═════ Page extract ═════
Step 2: When the Zookeeper is perfectly up and running for every node in the Kafka cluster, the user can efficiently navigate to the bin directory available inside the home directory of Kafka for every node and run the below-given command: bin$ ./kafka-server-start.sh ../config/server.properties

Step 3: The log file can be validated to detect any potential error after starting every Kafka server in the cluster for each node.

Step 4: With the help of the scripts kafka-console-producer.sh and kafka-console-consumer.sh, which are available inside the bin directory, the user can easily validate the entire Kafka cluster without combating the hassle of developing and running an explicit producer, consumer program. This helps to quickly execute console producer and consumer script that could be by sending as well as consuming some dummy messages subsequently.
═════
## Task instructions
Could you write out the Kafka setup steps again, beginning at "Step 4: With" and stopping after "dummy messages subsequently.", and switch "dummy messages" to "test messages"? The listing has no connection to the Kafka setup steps.
═════ Data ═════
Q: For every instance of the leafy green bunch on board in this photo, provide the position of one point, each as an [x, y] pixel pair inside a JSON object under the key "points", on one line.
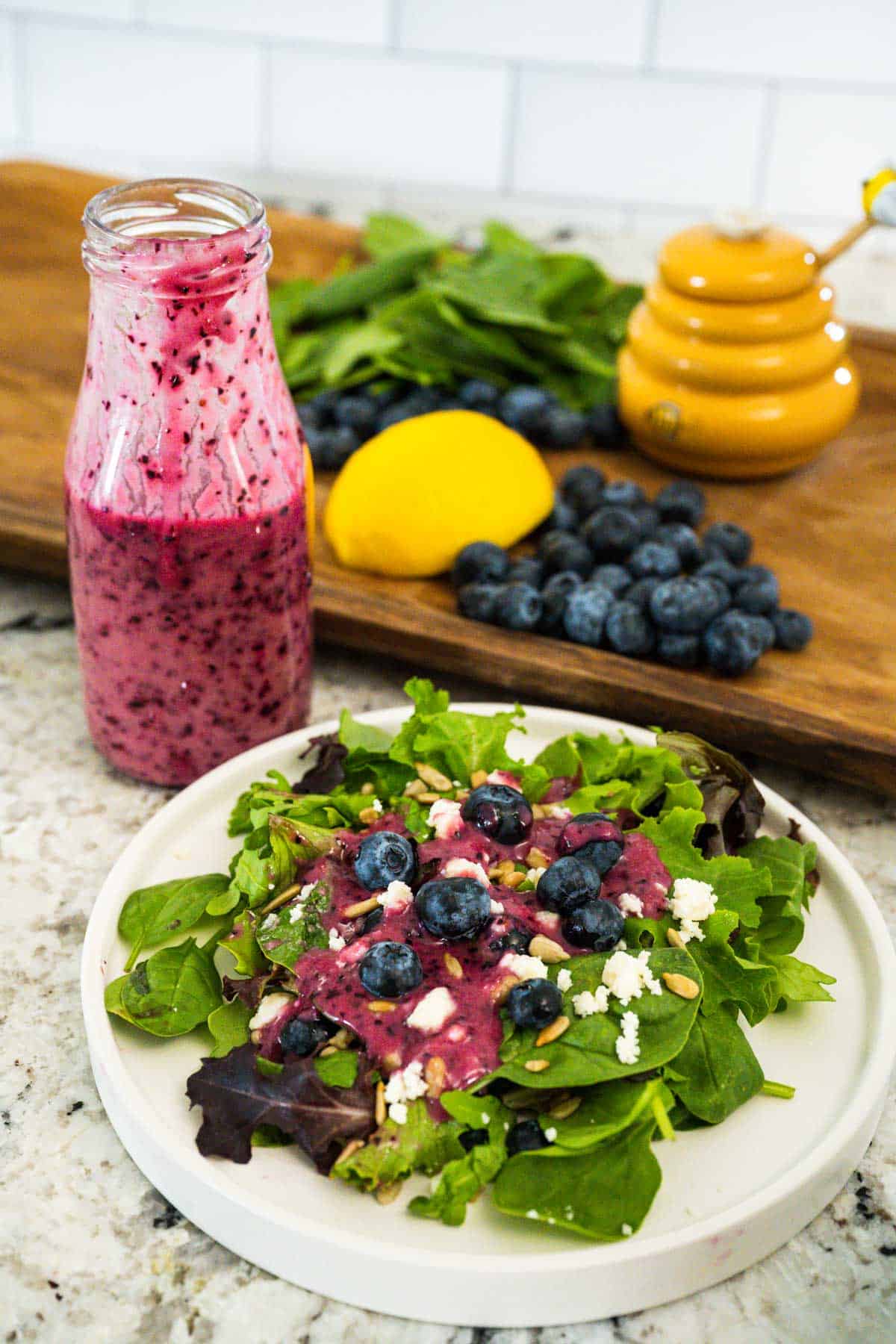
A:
═════
## The result
Step 4: With the help of the scripts kafka-console-producer.sh and kafka-console-consumer.sh, which are available inside the bin directory, the user can easily validate the entire Kafka cluster without combating the hassle of developing and running an explicit producer, consumer program. This helps to quickly execute console producer and consumer script that could be by sending as well as consuming some test messages subsequently.